» **Short task 1**: Filter the records, copying out each line that contains the string "stone". Case counts.

» **Passage provided**:
——

Movie Review: Aftershock (2012, Dir. Nicolás López)

Aftershock 2012

I assume that Aftershock came into fruition as a result of a coke-addled writing binge Eli Roth went on with his friend Nicolás López. They spent a night high, yelling what sounded like brilliant ideas at one another. Make a scary movie about something that happened! Show how many people are really dying! Borrow the tourist element from Hostel! Borrow from real life! Oooh!

Aftershock stars Eli Roth, his character nicknamed Gringo by Ariel (Ariel Levy) and Pollo (Nicolás Martínez), his Chilean buddies. Gringo is an uncool middle-aged divorced dad vacationing in Chile, going to parties and nightclubs, and just trying to have a good time. He and his friends pick up a few girls — Russian model Irina (Natasha Yarovenko), party girl Kylie (Lorenza Izzo) and her sister Monica (Andrea Osvárt) — and coax the girls into accompanying them on a trip to the coastal city of Valparaíso. Unfortunately, once they arrive, the coast is shaken by a massive earthquake: destroying buildings, injuring countless people, and driving the remaining population of Valparaíso to madness in a struggle for survival.

Eli Roth isn’t exactly a good actor. But Eli Roth is good-looking. He’s made some good films, some good friends in Hollywood, and he’s proven himself as loyal to the horror genre. He’s not a bad filmmaker. In fact, the concept of Aftershock is legitimately good. It has the potential to be made into a good film. This is just nowhere near that film. Noooooooooo-where.

The first half of the film is devoted to watching these absolutely abhorrent people fraternize and flirt in posh dance clubs. Often, something I hear complained about in regards to horror films is a lack of character development. It’s all just hack and slash; you meet a group of young good-looking people, and then they get slaughtered. Recently filmmakers have been trying to correct this by making you spend 45 minutes with a bunch of retards who have a single character trait they are constantly announcing to the world around them. “I am a recently divorced single father!” “Well, I had an abortion once and now I’m irritable and sad!” I would like to take a vacation to this reality. I would walk around screaming: “I am a college graduate who can’t make any fucking money and watches too many movies! Where is the tourist club with the booze and the sex?!”

——

» **Data to process**:

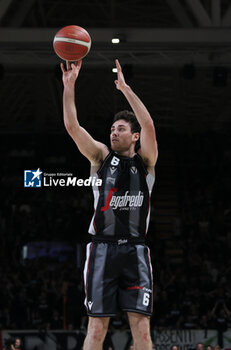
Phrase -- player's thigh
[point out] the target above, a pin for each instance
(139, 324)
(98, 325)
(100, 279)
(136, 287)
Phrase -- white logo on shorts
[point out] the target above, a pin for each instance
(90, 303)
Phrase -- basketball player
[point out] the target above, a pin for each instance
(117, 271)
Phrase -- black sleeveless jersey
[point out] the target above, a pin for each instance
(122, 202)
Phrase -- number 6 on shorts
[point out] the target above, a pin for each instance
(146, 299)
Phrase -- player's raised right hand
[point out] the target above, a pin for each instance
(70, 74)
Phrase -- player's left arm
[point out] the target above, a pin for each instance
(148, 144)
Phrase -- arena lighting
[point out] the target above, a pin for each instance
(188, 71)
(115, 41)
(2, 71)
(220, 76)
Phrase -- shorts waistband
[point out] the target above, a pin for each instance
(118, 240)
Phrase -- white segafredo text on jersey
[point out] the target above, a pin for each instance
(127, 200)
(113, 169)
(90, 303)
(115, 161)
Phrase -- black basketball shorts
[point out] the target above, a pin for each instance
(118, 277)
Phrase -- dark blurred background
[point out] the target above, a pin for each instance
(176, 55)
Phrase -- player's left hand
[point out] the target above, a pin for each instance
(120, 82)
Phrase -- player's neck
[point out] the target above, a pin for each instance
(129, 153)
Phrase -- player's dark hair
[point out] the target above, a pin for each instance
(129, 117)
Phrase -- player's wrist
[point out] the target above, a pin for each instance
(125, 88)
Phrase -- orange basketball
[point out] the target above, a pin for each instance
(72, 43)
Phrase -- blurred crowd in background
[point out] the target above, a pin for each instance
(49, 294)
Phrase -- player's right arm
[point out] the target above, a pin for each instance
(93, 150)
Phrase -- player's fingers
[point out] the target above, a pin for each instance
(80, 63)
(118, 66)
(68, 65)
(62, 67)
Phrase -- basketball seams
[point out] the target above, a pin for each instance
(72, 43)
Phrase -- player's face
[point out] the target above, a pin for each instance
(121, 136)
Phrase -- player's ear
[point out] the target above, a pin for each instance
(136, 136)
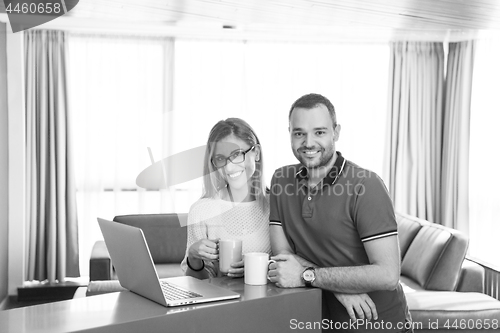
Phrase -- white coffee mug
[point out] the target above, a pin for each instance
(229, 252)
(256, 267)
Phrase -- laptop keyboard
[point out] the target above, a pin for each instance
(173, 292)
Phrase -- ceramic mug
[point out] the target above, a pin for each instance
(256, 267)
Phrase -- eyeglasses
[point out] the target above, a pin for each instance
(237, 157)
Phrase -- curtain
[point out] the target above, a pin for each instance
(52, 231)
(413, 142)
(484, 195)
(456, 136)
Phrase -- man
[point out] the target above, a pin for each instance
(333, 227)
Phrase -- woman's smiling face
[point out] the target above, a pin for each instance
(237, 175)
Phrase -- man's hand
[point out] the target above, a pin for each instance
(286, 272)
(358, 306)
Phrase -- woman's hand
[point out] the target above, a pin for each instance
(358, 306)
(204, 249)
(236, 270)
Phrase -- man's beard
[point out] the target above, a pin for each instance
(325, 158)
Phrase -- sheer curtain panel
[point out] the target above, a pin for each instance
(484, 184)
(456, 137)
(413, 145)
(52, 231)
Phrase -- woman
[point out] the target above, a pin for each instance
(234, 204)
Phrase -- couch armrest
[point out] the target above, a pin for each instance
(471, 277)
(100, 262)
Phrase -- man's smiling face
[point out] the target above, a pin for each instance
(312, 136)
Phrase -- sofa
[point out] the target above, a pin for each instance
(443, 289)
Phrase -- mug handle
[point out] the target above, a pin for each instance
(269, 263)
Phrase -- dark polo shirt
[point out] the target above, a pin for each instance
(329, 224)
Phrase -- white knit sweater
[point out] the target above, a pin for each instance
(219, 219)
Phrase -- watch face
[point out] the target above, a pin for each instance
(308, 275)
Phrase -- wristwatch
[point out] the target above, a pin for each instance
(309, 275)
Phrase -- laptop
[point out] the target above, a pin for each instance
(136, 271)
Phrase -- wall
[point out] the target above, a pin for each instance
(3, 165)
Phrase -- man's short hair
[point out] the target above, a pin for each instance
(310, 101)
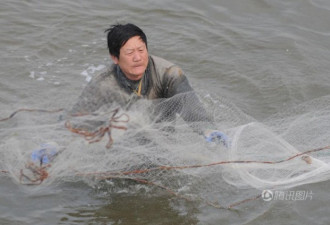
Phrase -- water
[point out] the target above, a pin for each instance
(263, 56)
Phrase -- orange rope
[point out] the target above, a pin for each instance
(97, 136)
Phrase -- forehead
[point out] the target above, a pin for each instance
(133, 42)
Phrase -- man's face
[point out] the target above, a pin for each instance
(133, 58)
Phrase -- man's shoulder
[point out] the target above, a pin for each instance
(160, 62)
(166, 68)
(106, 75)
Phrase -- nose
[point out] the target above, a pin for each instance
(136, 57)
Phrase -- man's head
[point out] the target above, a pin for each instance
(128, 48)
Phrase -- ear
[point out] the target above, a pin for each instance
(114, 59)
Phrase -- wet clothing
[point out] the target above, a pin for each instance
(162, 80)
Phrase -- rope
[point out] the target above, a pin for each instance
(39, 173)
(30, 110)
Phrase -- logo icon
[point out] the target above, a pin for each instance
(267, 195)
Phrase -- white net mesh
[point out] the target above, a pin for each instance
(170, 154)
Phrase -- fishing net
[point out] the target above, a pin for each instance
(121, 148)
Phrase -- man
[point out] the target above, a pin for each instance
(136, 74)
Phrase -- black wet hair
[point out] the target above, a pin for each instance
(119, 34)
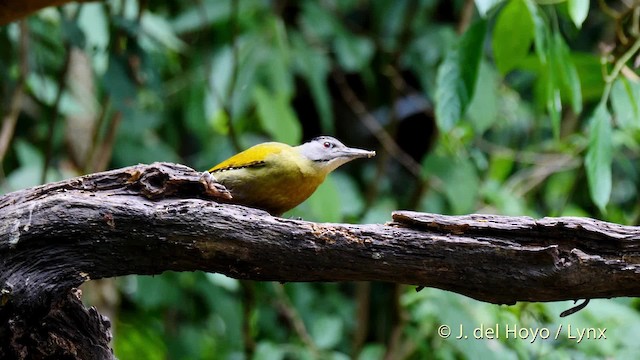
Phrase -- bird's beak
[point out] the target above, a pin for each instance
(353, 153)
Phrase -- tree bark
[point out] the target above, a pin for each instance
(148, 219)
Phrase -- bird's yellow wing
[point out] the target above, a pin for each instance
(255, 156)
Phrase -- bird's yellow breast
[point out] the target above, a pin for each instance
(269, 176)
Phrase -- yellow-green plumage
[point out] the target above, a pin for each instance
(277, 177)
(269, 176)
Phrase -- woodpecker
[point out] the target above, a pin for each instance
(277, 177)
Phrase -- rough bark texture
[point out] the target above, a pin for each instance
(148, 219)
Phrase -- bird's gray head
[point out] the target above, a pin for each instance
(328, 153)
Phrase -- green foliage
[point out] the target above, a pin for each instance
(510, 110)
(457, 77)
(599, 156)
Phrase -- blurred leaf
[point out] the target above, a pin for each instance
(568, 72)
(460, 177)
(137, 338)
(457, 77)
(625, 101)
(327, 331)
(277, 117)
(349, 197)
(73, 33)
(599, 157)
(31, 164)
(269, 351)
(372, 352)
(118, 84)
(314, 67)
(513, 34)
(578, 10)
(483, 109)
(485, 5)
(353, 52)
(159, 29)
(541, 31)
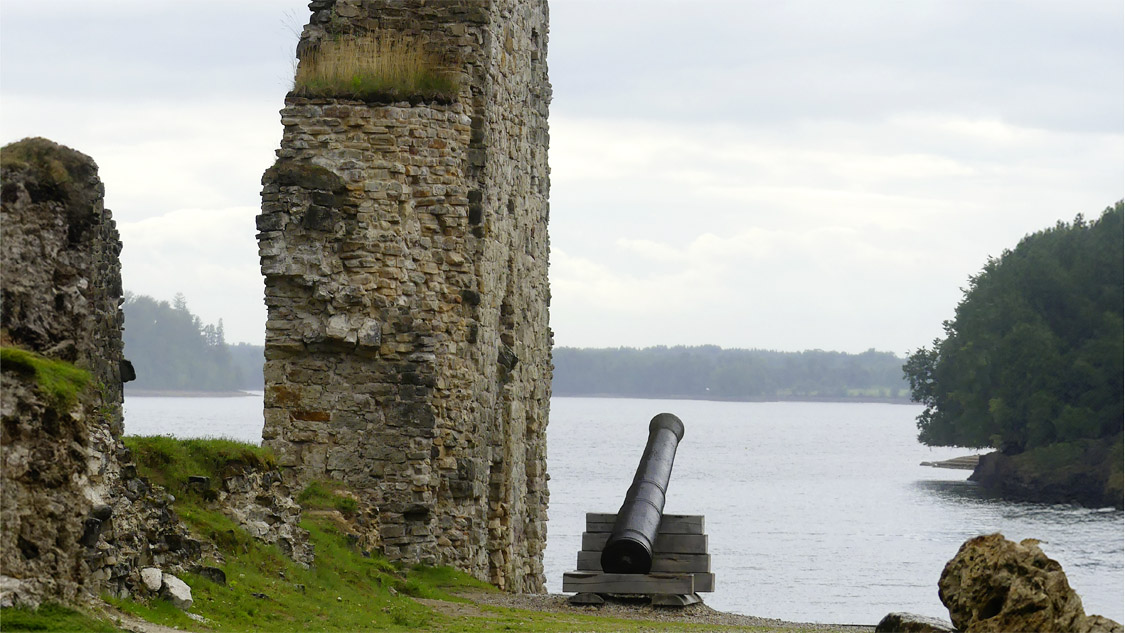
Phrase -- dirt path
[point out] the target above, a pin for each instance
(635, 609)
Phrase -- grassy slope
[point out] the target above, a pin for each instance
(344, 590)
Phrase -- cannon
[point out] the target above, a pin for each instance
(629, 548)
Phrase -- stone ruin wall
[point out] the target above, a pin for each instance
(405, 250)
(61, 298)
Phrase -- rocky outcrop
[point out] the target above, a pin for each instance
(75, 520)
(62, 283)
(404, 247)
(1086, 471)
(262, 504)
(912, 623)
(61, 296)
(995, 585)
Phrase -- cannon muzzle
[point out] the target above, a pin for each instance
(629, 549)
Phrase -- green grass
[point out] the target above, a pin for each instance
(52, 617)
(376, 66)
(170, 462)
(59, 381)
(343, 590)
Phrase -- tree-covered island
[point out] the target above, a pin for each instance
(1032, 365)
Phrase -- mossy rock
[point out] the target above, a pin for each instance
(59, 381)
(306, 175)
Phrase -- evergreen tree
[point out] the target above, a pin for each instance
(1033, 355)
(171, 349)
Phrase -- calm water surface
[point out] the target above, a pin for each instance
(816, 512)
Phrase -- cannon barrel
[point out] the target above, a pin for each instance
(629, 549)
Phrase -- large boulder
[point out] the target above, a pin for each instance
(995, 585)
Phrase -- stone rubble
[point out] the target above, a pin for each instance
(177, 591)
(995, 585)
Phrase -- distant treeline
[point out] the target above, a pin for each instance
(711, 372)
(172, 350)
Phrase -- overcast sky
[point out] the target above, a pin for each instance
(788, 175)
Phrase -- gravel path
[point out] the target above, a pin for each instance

——

» **Short task 2**: Starting at the words "Eli Roth isn’t" and stopping after "that film. Noooooooooo-where.", rewrite that part of the Aftershock review with every occurrence of "Eli Roth" changed to "Roth".

» **Finished answer 1**:
Phrase -- stone ruin wall
Phrase -- stone rubble

» **Finished answer 2**:
Roth isn’t exactly a good actor. But Roth is good-looking. He’s made some good films, some good friends in Hollywood, and he’s proven himself as loyal to the horror genre. He’s not a bad filmmaker. In fact, the concept of Aftershock is legitimately good. It has the potential to be made into a good film. This is just nowhere near that film. Noooooooooo-where.